__Instructions for the task__: A complete, exact copy of the records below is the required result.

__Data extracts__:
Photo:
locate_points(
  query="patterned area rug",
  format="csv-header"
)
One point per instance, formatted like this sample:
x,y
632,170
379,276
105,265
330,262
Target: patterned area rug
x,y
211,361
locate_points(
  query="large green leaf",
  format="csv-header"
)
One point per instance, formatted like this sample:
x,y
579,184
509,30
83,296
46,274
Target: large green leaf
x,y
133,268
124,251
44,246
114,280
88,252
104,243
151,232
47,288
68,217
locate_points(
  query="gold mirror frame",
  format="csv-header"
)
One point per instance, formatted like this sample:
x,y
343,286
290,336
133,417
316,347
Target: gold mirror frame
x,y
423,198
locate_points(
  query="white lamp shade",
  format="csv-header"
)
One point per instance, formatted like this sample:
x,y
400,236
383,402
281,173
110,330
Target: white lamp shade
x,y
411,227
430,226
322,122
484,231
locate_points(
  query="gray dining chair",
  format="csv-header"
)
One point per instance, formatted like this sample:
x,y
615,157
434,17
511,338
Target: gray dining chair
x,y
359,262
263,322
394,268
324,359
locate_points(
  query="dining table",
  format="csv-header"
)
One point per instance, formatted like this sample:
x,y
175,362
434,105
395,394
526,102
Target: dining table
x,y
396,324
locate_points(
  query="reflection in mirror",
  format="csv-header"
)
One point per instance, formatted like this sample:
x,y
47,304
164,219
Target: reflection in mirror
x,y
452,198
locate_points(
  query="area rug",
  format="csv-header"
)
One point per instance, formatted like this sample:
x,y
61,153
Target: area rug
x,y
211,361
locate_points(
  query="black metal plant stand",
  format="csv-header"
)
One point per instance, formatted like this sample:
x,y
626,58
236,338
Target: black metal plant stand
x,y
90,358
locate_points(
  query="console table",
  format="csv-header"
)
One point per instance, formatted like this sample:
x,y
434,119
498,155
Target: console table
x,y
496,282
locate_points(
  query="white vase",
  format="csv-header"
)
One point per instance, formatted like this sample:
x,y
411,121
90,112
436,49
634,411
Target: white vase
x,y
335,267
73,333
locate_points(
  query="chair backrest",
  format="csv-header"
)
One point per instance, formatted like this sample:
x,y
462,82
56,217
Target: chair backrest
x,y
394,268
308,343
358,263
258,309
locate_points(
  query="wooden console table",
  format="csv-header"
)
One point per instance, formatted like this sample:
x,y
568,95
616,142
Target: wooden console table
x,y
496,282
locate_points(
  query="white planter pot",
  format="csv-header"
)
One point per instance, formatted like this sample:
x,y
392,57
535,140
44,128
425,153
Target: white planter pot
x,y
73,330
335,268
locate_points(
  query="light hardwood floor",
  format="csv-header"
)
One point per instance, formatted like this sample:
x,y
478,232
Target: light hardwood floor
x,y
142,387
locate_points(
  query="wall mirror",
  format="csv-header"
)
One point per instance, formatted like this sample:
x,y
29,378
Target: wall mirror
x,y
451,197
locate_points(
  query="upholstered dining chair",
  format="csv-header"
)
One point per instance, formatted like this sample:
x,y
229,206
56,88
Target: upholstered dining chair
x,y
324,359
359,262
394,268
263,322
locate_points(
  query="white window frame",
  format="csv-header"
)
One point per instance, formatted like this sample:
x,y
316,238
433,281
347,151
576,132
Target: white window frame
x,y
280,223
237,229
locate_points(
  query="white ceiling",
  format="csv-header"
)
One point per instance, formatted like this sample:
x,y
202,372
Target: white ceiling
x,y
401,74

__Answer box__:
Photo:
locate_points(
  query="patterned area rug",
  format="csv-header"
)
One point per instance, formatted like this sample:
x,y
632,170
379,276
105,265
330,262
Target: patterned area rug
x,y
211,361
locate_points(
  query="large green leaf",
  format="csv-header"
)
One point per instance, formatted like this sample:
x,y
579,184
509,30
83,296
46,274
Target: large green leaf
x,y
133,268
124,251
44,246
114,280
88,252
104,243
151,232
47,288
68,217
locate_points(
  query="gold mirror frame",
  format="csv-header"
)
One point per instance, formatted like this sample:
x,y
343,286
290,336
133,417
316,347
Target: gold mirror frame
x,y
423,198
locate_points(
  query="white lamp shade",
  format="csv-header"
)
One point per instance, formatted like this sample:
x,y
400,236
383,402
281,173
110,330
Target: white lamp shade
x,y
411,227
430,226
322,122
484,231
locate_points(
  query="gray dining chair",
  format="csv-header"
)
One point per instance, formatted like this sample:
x,y
615,157
434,17
511,338
Target: gray dining chair
x,y
359,262
263,322
394,268
324,359
locate_points(
  query="dining table",
  format="csv-header"
)
One point per instance, formatted like this sample:
x,y
175,362
434,105
395,394
526,102
Target: dining table
x,y
396,324
locate_points(
  query="reflection in mirror",
  format="csv-header"
)
One point per instance, formatted like this sample:
x,y
47,304
164,219
Target: reflection in mirror
x,y
452,198
locate_points(
  query="area rug",
  format="csv-header"
)
One point per instance, formatted like this sample:
x,y
61,153
Target: area rug
x,y
211,361
locate_points(
  query="black metal plant stand",
  format="csv-header"
)
One point per instance, formatted like this sample:
x,y
626,58
236,338
Target: black metal plant stand
x,y
90,358
locate_points(
  query="console table",
  format="csv-header"
)
One point per instance, formatted like this sample:
x,y
434,119
498,155
Target: console table
x,y
496,282
locate_points(
  query="white vase",
  format="csv-header"
)
One point per instance, formatted like this sample:
x,y
411,121
90,112
436,49
634,411
Target: white vase
x,y
335,267
73,333
locate_points(
  query="chair backrest",
  format="csv-header"
)
One point per instance, formatted like this sample:
x,y
462,82
56,217
Target: chair backrest
x,y
394,268
308,343
358,263
258,309
locate_points(
  query="wooden console table",
  format="csv-header"
)
One point per instance, formatted like this sample:
x,y
568,95
616,142
Target: wooden console table
x,y
496,282
locate_points(
  query="white planter pot",
  format="csv-header"
)
One point per instance, formatted like this sample:
x,y
392,57
535,140
44,128
425,153
Target: white planter pot
x,y
73,330
335,268
locate_points(
  query="light hardwood floor",
  format="csv-header"
)
One point per instance, formatted like this sample:
x,y
478,232
Target: light hardwood floor
x,y
142,387
locate_points(
  query="wall mirror",
  format="csv-header"
)
One point per instance, formatted like this sample:
x,y
29,378
Target: wall mirror
x,y
451,197
locate_points(
  query="upholstered dining chair",
  format="csv-header"
)
One point per instance, formatted like this sample:
x,y
229,206
56,88
Target: upholstered dining chair
x,y
324,359
359,262
394,268
263,322
locate_points(
  query="white window frame",
  format="csv-header"
)
One point per instance, formatted like this sample:
x,y
316,238
433,281
347,151
576,132
Target: white window frame
x,y
280,223
237,229
locate_points(
  query="white ceiling",
  format="csv-header"
)
One point per instance, formatted like this sample:
x,y
202,372
Target: white ceiling
x,y
401,74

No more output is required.